* BEGIN Excerpt provided *
Thanks Andrew. The code is of course completely different, but the
commit message is 1:1. Wanpeng, please acknowledge Jan in v2!

>> Testcase, please...
>
> If you want to crib from one, this is the testcase I made for Xen.
>
> http://xenbits.xen.org/docs/xtf/test-memop-seg.html

How does it ensure that the code is executed through the emulator and
not by the processor?

> With the impending KVM/PVH work which is ongoing, it will soon be easy
> to run Xen's HVM test suite unmodified under KVM, but we're not quite
> there yet.

What does the test suite use for console I/O?

Paolo

2018-03-22 11:06:16

by Andrew Cooper

[permalink] [raw]
Subject: Re: [PATCH] KVM: X86: Fix the decoding of segment overrides in 64bit mode

On 22/03/2018 10:42, Paolo Bonzini wrote:
> On 22/03/2018 11:19, Andrew Cooper wrote:
>> On 22/03/2018 10:07, Paolo Bonzini wrote:
>>> On 22/03/2018 09:34, Wanpeng Li wrote:
>>>> From: Wanpeng Li <[email protected]>
>>>>
>>>> Explicit segment overides other than %fs and %gs are documented as ignored by
>>>> both Intel and AMD.
* END Excerpt provided *
**Requirements:**
Write out the passage from the mailing-list excerpt on the KVM segment-override patch, starting with "How does it" and going on through "for console I/O?".
* BEGIN Information provided *
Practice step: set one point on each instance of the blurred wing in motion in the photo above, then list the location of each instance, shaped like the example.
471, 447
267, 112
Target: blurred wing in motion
* END Information provided *
**Finished answer:**
How does it ensure that the code is executed through the emulator and
not by the processor?

> With the impending KVM/PVH work which is ongoing, it will soon be easy
> to run Xen's HVM test suite unmodified under KVM, but we're not quite
> there yet.

What does the test suite use for console I/O?